[start]

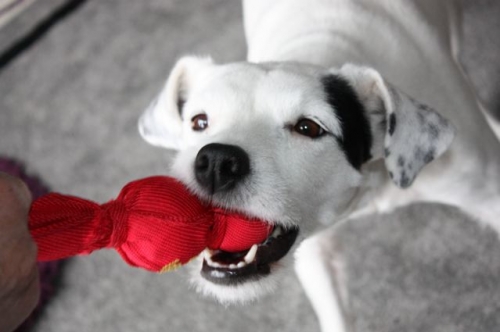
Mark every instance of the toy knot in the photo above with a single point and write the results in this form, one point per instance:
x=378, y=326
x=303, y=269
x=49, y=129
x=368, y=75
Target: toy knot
x=114, y=218
x=155, y=223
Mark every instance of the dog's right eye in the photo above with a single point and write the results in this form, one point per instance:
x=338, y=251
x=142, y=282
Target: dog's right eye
x=199, y=122
x=309, y=128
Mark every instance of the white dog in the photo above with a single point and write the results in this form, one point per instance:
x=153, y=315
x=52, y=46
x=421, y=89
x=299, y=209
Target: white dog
x=340, y=106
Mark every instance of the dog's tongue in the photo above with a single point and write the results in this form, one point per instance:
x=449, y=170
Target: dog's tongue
x=234, y=232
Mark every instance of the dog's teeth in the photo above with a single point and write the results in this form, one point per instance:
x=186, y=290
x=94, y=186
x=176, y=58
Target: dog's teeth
x=250, y=256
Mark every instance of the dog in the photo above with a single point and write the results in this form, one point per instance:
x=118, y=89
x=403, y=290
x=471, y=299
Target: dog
x=340, y=105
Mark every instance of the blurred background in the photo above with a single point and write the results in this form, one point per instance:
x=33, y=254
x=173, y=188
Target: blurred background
x=74, y=78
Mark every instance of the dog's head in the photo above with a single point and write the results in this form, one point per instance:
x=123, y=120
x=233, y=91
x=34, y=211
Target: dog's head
x=287, y=143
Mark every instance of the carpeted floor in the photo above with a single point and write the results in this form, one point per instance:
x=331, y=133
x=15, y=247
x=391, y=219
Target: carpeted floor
x=69, y=107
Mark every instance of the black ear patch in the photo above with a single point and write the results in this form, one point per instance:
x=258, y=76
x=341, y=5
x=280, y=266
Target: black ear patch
x=356, y=140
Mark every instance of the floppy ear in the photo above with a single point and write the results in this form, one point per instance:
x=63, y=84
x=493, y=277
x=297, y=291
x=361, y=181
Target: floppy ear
x=161, y=123
x=406, y=133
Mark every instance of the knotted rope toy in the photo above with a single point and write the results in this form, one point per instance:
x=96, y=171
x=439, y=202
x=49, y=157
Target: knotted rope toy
x=154, y=223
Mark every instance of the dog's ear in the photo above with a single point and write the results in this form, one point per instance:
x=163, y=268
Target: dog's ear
x=161, y=123
x=406, y=133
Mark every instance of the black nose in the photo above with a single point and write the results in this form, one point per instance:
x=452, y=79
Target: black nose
x=219, y=167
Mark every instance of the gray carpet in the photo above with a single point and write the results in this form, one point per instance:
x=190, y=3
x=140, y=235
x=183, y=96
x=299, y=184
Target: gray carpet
x=69, y=108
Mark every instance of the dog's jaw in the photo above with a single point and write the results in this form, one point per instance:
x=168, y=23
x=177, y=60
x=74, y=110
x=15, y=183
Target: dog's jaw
x=242, y=293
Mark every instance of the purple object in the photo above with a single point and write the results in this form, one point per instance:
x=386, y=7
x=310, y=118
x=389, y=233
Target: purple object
x=49, y=271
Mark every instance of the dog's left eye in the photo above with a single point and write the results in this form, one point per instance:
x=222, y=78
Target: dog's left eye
x=199, y=122
x=308, y=128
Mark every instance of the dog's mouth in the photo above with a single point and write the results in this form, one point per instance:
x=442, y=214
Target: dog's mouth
x=228, y=269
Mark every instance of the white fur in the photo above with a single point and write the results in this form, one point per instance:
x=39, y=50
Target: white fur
x=401, y=48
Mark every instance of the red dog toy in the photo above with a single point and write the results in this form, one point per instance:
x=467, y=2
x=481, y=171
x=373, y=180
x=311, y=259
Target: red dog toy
x=155, y=223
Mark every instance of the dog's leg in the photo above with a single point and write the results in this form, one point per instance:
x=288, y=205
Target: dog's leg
x=322, y=276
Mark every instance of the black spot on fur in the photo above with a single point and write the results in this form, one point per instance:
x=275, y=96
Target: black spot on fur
x=405, y=180
x=357, y=137
x=401, y=161
x=392, y=123
x=429, y=156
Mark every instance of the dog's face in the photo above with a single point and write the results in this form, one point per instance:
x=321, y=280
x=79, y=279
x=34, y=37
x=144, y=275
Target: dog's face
x=285, y=143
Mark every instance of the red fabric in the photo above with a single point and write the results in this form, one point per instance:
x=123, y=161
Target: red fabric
x=153, y=222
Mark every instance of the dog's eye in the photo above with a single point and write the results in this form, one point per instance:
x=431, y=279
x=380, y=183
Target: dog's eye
x=309, y=128
x=199, y=122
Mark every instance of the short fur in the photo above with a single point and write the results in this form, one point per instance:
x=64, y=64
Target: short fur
x=350, y=66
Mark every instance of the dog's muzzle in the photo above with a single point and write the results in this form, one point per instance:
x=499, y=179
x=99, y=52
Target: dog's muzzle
x=219, y=167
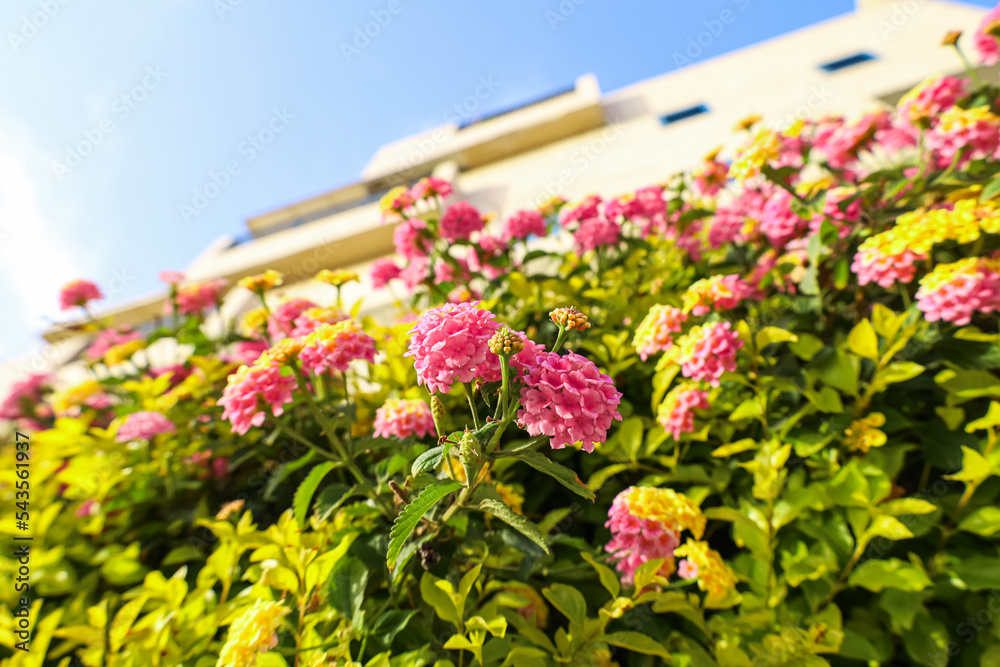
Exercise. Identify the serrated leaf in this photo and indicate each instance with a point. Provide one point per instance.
(561, 474)
(428, 460)
(769, 335)
(411, 515)
(306, 490)
(516, 521)
(863, 341)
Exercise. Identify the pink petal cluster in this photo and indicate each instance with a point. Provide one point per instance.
(449, 344)
(382, 271)
(402, 418)
(708, 351)
(143, 426)
(283, 316)
(196, 298)
(24, 397)
(247, 387)
(409, 240)
(871, 265)
(429, 187)
(567, 398)
(956, 292)
(636, 540)
(78, 293)
(459, 221)
(653, 334)
(779, 223)
(523, 224)
(332, 347)
(107, 339)
(595, 233)
(676, 412)
(986, 44)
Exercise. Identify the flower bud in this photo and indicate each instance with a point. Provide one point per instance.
(569, 319)
(505, 342)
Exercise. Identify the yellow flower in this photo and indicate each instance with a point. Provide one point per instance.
(63, 401)
(262, 282)
(253, 322)
(251, 634)
(121, 353)
(714, 576)
(763, 147)
(338, 277)
(863, 434)
(674, 510)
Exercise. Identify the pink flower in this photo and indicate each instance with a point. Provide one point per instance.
(171, 277)
(415, 272)
(957, 291)
(460, 221)
(247, 352)
(985, 43)
(402, 418)
(283, 317)
(779, 223)
(107, 339)
(78, 293)
(332, 347)
(588, 208)
(429, 187)
(382, 271)
(567, 398)
(872, 266)
(654, 332)
(143, 426)
(523, 224)
(196, 298)
(247, 387)
(595, 233)
(449, 344)
(707, 352)
(24, 396)
(409, 240)
(676, 412)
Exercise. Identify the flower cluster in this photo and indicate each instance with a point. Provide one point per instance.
(654, 333)
(253, 633)
(402, 418)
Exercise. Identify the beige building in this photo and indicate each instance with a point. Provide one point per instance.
(578, 141)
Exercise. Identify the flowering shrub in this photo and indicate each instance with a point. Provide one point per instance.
(747, 416)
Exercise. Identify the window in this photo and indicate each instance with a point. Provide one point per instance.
(683, 114)
(849, 61)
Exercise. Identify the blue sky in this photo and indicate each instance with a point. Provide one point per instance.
(162, 93)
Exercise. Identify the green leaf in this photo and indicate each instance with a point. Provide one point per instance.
(987, 421)
(411, 515)
(877, 575)
(984, 521)
(428, 460)
(863, 341)
(806, 346)
(306, 490)
(561, 474)
(840, 371)
(569, 601)
(638, 642)
(769, 335)
(975, 468)
(607, 576)
(346, 586)
(515, 521)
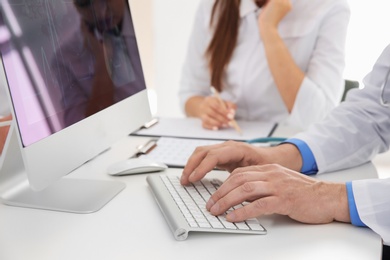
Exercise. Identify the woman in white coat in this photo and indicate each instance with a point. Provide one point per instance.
(351, 135)
(272, 60)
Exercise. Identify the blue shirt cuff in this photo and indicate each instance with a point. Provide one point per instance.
(353, 213)
(309, 165)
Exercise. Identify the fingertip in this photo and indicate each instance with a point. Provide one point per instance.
(231, 217)
(192, 176)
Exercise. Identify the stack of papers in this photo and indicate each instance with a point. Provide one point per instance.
(192, 128)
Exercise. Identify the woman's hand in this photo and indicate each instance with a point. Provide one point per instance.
(209, 109)
(273, 12)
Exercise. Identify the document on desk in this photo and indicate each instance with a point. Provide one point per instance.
(175, 152)
(192, 128)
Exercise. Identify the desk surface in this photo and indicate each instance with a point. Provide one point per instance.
(131, 226)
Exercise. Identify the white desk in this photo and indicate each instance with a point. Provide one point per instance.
(131, 226)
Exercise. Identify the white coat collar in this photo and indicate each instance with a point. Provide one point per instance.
(246, 7)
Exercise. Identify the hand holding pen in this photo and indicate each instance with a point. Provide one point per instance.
(230, 115)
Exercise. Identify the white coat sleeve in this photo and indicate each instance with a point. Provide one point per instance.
(358, 129)
(352, 134)
(323, 85)
(195, 78)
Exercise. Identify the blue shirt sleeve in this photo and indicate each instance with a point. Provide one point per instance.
(353, 213)
(309, 165)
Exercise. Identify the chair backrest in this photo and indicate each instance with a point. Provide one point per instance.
(349, 84)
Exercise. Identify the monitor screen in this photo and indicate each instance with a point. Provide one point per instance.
(75, 82)
(68, 60)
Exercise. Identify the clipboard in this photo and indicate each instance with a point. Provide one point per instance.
(192, 128)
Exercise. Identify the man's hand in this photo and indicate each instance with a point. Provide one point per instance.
(231, 155)
(273, 189)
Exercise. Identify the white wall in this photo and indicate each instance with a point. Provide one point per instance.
(368, 35)
(172, 22)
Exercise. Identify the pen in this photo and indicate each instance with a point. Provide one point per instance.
(233, 122)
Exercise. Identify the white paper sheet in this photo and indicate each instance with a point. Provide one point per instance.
(192, 128)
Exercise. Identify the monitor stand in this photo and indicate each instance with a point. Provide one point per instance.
(67, 195)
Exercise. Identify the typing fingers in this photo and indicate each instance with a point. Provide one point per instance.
(259, 207)
(227, 155)
(242, 187)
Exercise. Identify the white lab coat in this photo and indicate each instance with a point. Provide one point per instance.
(353, 134)
(314, 32)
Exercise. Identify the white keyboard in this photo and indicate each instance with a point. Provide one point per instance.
(184, 208)
(175, 152)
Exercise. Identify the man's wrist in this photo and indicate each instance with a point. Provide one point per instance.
(287, 155)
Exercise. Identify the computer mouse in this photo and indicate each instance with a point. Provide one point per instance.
(135, 166)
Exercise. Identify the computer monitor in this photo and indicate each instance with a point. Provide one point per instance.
(76, 86)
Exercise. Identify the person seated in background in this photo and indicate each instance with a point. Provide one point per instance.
(352, 134)
(275, 60)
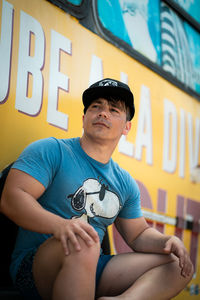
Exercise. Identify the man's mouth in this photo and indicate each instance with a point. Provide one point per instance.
(101, 123)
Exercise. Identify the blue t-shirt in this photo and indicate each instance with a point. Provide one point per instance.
(77, 186)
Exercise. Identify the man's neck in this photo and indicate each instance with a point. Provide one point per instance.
(97, 150)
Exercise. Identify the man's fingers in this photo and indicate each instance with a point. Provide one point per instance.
(92, 233)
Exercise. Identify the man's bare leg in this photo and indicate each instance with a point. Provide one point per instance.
(58, 276)
(141, 277)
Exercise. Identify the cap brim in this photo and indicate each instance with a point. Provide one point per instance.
(91, 94)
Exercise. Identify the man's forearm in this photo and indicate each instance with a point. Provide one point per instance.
(26, 212)
(150, 240)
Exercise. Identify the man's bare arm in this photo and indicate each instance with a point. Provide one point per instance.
(19, 203)
(142, 238)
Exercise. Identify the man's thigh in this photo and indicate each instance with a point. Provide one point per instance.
(46, 265)
(124, 269)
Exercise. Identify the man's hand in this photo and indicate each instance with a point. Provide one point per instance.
(69, 230)
(174, 245)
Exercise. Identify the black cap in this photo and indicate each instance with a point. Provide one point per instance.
(109, 87)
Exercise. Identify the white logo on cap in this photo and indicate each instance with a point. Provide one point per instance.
(107, 82)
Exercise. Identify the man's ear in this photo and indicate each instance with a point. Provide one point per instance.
(127, 128)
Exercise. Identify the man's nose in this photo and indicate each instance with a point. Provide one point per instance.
(104, 112)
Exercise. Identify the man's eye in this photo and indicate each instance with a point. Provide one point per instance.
(114, 110)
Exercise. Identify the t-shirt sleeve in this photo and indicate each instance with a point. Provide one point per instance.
(40, 160)
(132, 206)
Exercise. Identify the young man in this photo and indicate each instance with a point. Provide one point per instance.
(64, 193)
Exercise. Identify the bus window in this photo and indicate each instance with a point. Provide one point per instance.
(191, 7)
(75, 2)
(157, 32)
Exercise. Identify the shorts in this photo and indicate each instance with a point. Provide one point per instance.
(25, 281)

[end]

What the exercise asks » Rewrite the part of the records above that opens with the line containing "Mark every instance of the red dog" and closes with the line containing "x=429, y=156", both lines included. Multiply every answer coordinate by 1.65 and round each result to a whole number, with halves rounded up, while keeping the requests and their sample coordinates unchanged.

Exercise solution »
Mark every instance of the red dog toy in the photo above with a single point and write the results in this form, one point per instance:
x=467, y=2
x=481, y=171
x=373, y=180
x=311, y=259
Target: red dog toy
x=256, y=368
Mark every instance of the dog's leg in the photo above with a single point and write the results in this form, one point per instance:
x=288, y=205
Target: dog's leg
x=531, y=455
Mark every instance of the black spot on fur in the photo above with a single point and write the results in this form, one point per instance:
x=275, y=96
Target: black spot on fur
x=668, y=297
x=589, y=226
x=662, y=266
x=647, y=203
x=708, y=257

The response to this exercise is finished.